DATA SUPPLIED =
· · · · ·

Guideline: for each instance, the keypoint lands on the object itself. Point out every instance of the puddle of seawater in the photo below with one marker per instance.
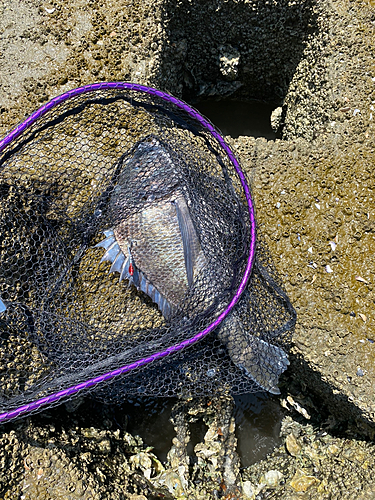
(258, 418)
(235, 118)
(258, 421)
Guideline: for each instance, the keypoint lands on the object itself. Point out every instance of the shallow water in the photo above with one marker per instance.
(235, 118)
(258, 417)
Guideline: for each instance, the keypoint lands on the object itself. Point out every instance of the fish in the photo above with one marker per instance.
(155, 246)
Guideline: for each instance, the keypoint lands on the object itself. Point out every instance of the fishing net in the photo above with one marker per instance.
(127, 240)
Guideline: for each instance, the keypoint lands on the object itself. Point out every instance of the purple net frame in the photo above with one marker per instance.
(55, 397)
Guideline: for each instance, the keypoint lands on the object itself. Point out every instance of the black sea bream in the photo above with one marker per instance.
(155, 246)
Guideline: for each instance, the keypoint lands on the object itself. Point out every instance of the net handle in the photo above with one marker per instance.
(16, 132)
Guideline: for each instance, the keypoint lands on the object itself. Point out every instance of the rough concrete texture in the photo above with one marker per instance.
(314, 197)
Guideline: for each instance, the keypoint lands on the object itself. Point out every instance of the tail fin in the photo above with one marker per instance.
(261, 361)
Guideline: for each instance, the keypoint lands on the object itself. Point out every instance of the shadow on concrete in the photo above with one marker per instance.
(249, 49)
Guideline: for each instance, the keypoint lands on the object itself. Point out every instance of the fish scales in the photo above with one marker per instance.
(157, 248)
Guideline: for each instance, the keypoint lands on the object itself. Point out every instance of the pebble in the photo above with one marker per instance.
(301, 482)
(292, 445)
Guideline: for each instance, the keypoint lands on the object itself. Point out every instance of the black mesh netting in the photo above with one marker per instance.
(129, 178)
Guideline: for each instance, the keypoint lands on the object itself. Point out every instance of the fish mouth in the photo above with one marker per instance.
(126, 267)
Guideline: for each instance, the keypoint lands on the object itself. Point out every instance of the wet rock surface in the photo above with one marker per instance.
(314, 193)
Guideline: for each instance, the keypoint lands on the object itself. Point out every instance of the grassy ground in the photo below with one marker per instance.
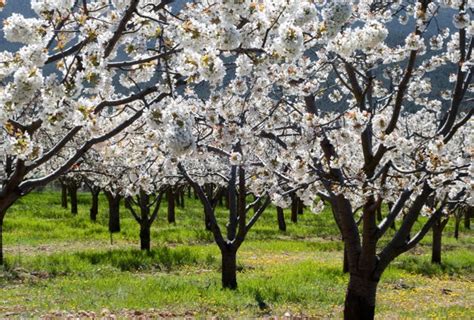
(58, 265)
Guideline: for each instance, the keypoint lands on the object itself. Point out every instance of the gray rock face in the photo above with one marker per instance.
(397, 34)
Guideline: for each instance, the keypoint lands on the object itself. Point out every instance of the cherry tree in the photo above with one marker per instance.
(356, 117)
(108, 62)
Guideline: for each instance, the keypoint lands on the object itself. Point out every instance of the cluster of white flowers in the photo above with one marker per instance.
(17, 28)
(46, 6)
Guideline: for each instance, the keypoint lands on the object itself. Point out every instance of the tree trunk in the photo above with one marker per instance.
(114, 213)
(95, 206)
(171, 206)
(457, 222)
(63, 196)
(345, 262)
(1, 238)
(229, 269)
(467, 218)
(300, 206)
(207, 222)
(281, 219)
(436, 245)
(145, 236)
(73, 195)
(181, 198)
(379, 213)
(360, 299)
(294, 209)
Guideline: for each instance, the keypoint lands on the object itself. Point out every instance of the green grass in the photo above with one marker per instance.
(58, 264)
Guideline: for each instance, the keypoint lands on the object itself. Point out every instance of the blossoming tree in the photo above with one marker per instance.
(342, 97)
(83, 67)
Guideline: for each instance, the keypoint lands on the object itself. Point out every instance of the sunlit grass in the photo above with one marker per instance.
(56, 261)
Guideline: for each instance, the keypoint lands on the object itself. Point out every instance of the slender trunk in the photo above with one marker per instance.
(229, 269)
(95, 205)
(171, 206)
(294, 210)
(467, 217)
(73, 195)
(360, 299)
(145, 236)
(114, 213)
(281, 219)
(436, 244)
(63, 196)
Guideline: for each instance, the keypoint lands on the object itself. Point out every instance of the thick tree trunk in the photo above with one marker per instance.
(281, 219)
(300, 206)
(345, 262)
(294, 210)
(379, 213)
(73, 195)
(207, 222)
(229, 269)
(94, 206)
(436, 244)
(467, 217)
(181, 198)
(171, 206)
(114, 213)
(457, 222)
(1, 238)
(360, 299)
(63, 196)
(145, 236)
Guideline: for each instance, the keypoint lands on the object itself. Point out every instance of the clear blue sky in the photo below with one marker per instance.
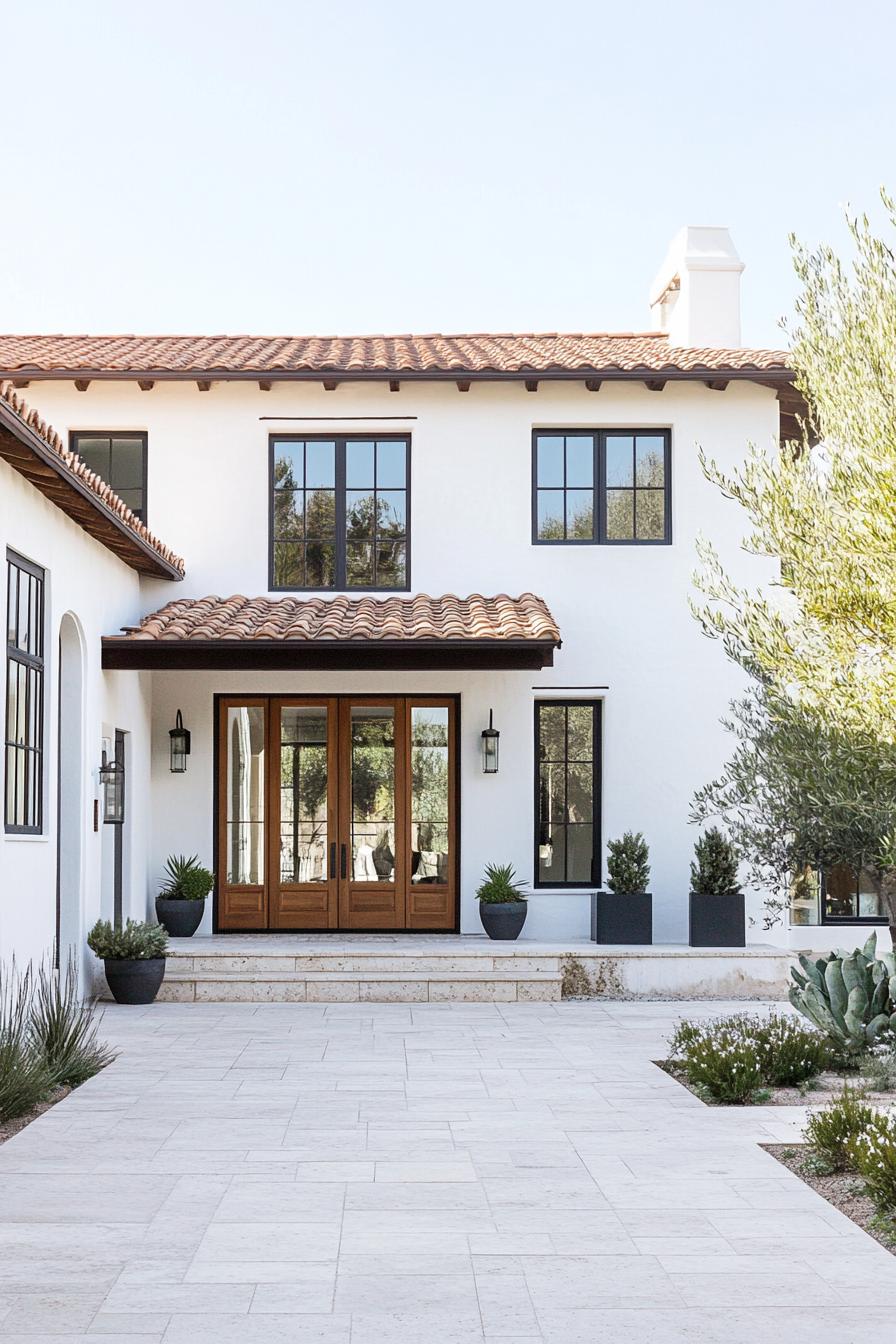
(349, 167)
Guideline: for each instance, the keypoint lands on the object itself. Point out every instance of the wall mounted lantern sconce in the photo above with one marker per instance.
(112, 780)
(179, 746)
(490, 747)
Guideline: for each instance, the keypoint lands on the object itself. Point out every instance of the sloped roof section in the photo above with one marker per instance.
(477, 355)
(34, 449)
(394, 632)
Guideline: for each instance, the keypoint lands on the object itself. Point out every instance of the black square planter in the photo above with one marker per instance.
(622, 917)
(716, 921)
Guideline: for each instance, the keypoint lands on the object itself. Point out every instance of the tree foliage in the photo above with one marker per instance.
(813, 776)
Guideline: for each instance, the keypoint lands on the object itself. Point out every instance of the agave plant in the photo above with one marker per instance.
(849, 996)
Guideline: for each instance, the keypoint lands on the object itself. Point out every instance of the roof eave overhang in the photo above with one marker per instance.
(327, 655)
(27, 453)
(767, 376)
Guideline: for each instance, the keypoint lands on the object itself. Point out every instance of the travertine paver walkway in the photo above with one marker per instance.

· · · · ·

WORK INSTRUCTION = The answer is the line holding "of the agave" and all the lines after it through the end of the records, repeated exactly.

EXERCISE SOLUTION =
Guideline: for each instance, the keypoint lands on the object itself. Point out every instance of the agave plant in the photo above with one marker per instance.
(849, 996)
Guideline: for each instance, the keypoint lands on the object itself. Point out every instance of the roof eave overhang in the photo above with one marker per instance.
(327, 655)
(27, 453)
(767, 376)
Guideline: for each instance, the keypoint lands on the object itself. Point out every instance of the travertine paver walkway in the photo above with one marker per instance.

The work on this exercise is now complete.